━━━ Page excerpt ━━━

I got my first taste of those feelings in the fall of 2012. Though as a Brit my baseball knowledge only stretched about as far as the plot of “Moneyball,” I couldn’t pass up the opportunity to sample a Yankee game during my time in the city. So it was that I was sitting in the pouring rain on a Thursday evening with a group of friends: two Brits, a Spaniard and a Boston fan, for our sins, watching the Yankees play the Red Sox from above home plate at Yankee Stadium. When Jeter stepped up to bat a man in his mid-30s who sat in front of us, clearly perturbed by our group’s mischievous, soccer-infused “who are ya?” chants, put down his beer, temporarily halted his own ‘De-rek Je-ter’ chant and turned to us. “Derek Jeter is a biracial angel,” he explained, before turning back around and returning to his beer.

Two years on and though the sun may be going down on the career of one of New York’s favorite sons, it was beaming Sunday afternoon as Yankee fans flocked to the Bronx to bid the ‘biracial angel’ an emotional farewell.

In spite of a clash with the return of the NFL, there was little doubt that the Royals’ visit to Yankee Stadium and the ceremony surrounding it, dubbed ‘Derek Jeter Day,’ was the hottest ticket in town.

Fifty-four-year-old Dave Price, a lifelong Yankee fan who made the trip from New Hampshire for the day, explained just what makes No.2 so special to him. “First and foremost, he’s a class act. He’s a great athlete, a gentleman on and off the field and he respects the game of baseball. He’s just a class guy.” Bill Stanton, 56, a Red Sox fan who accompanied Dave, didn’t disagree. “The thing about Jeter,” he said, “is that even rival fans love him. They don’t just respect him, they love him.”

Stanton was a rare interloper in a sea of navy and as fans, often bearing Jeter’s No. 2 on their back, poured out of the subway, there was a sense of celebration rather than melancholy in the air.

Mike Eason, 29, from Queens, summed the mood up: “It’s all about saying thank you to a great guy for a great career and I felt like I had to be here to do it.”

Judging by the lines to enter the stadium two hours before first pitch, he wasn’t alone. Once fans did make it inside, they were treated to a star-studded ceremony that featured a veritable Who’s Who of Yankee history alongside Michael Jordan and baseball great Cal Ripken Jr.

The man they were all there to honor kept his own remarks brief, telling the adoring fans, “In my opinion, I have the greatest job in the world. I got to be the shortstop of the New York Yankees and there’s only one of those. I tried to provide joy and entertainment to you guys, but it can’t compare to what you’ve brought me, so for that, thank you very much.”

The Yankees would go on to lose but the result was, for once, an afterthought. This was all about saying goodbye to the captain, their captain. The Yankees’ future without him may be uncertain but, at the very least, this tourist knows exactly who Derek Jeter is and what he represents.

━━━ Data segment ━━━

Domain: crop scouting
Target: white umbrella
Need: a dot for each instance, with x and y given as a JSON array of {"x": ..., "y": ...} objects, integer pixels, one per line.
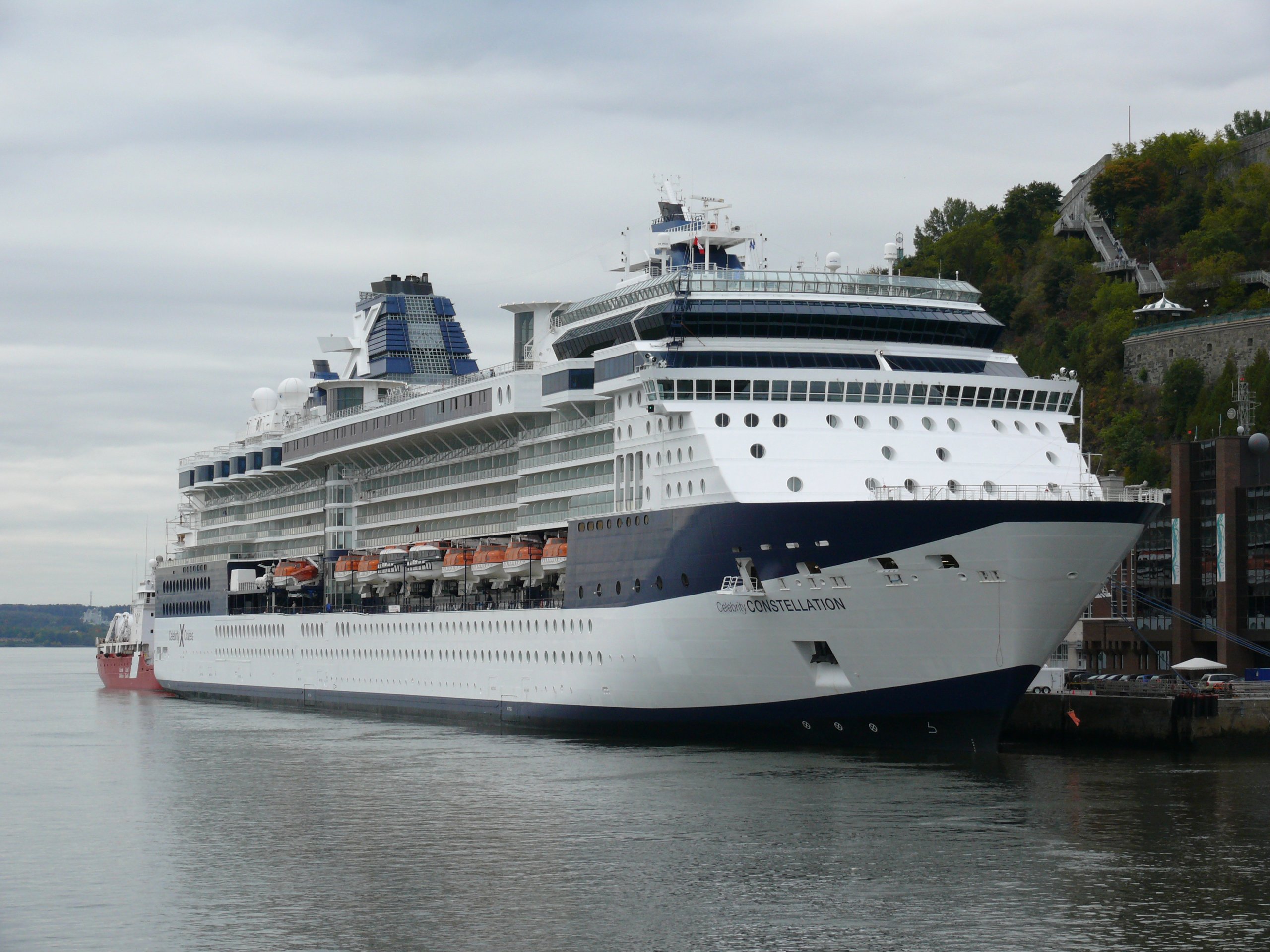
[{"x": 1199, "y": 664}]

━━━

# Given instruction
Using the Derek Jeter farewell piece, answer these:
(a) Which team visited Yankee Stadium on Derek Jeter Day?
(b) How old is Bill Stanton, and which team does he support?
(c) Which two guests at the ceremony are named alongside the figures from Yankee history?
The listing has no connection to the Derek Jeter farewell piece.

# Full solution
(a) The Royals.
(b) He is 56 and a Red Sox fan.
(c) Michael Jordan and Cal Ripken Jr.